[Start of Text passage]

So does the Fed have to follow, here or, not because they want to, but because the market’s already done it, or can LIBOR really get that far away from the underlying target rates?

Michael Pento: LIBOR is creeping up because there are changes in the money market funds. I don’t want to get into the weeds on that on the podcast, but the real issue is what I’m concerned about; the success of central bankers. LIBOR is going to spike, interest rates are going to spike. Markets will force rates to spike once inflation becomes entrenched in the economy. What is inflation? It certainly isn’t people becoming more gainfully employed.

Inflation occurs when the market loses faith in a fiat currency purchasing power. That’s exactly what central bankers across the world have been trying to do in earnest since 2009; actually, since 2008. So, when that success comes, then you're going to see free market rates such as that, the dollar cost of; the cost of a dollar over in Europe, short-term dollar loans and you're going to see the free markets and interest rates much, much higher. That’s the real issue and that’s when the chaos begins.

Chris Martenson: Let’s talk about that chaos, because yields on junk rated euro-denominated debt, record low last week, 3.35 percent, a number I don’t even like on a 10 year U.S. treasury. These losses, there's clearly a lot of losses baked into that. For people listening, we’ll explain it offline, but Michael, so who is going to eat the losses, I think is the operative question. If the central bank, if the European central bank suddenly has to begin unwinding its position or the other central banks unwind, there's massive losses. Who eats them?

[End of Text passage]
[Start of Information supplied]

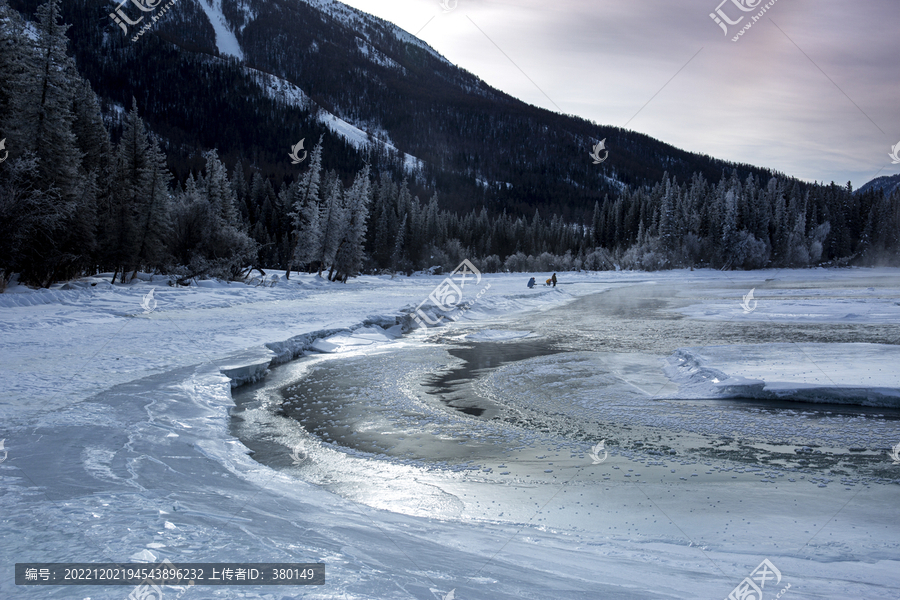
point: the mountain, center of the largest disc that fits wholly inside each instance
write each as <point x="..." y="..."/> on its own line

[End of Information supplied]

Stated goal: Quote the interview excerpt on LIBOR and central bank policy in full, word for word.

In response:
So does the Fed have to follow, here or, not because they want to, but because the market’s already done it, or can LIBOR really get that far away from the underlying target rates?

Michael Pento: LIBOR is creeping up because there are changes in the money market funds. I don’t want to get into the weeds on that on the podcast, but the real issue is what I’m concerned about; the success of central bankers. LIBOR is going to spike, interest rates are going to spike. Markets will force rates to spike once inflation becomes entrenched in the economy. What is inflation? It certainly isn’t people becoming more gainfully employed.

Inflation occurs when the market loses faith in a fiat currency purchasing power. That’s exactly what central bankers across the world have been trying to do in earnest since 2009; actually, since 2008. So, when that success comes, then you're going to see free market rates such as that, the dollar cost of; the cost of a dollar over in Europe, short-term dollar loans and you're going to see the free markets and interest rates much, much higher. That’s the real issue and that’s when the chaos begins.

Chris Martenson: Let’s talk about that chaos, because yields on junk rated euro-denominated debt, record low last week, 3.35 percent, a number I don’t even like on a 10 year U.S. treasury. These losses, there's clearly a lot of losses baked into that. For people listening, we’ll explain it offline, but Michael, so who is going to eat the losses, I think is the operative question. If the central bank, if the European central bank suddenly has to begin unwinding its position or the other central banks unwind, there's massive losses. Who eats them?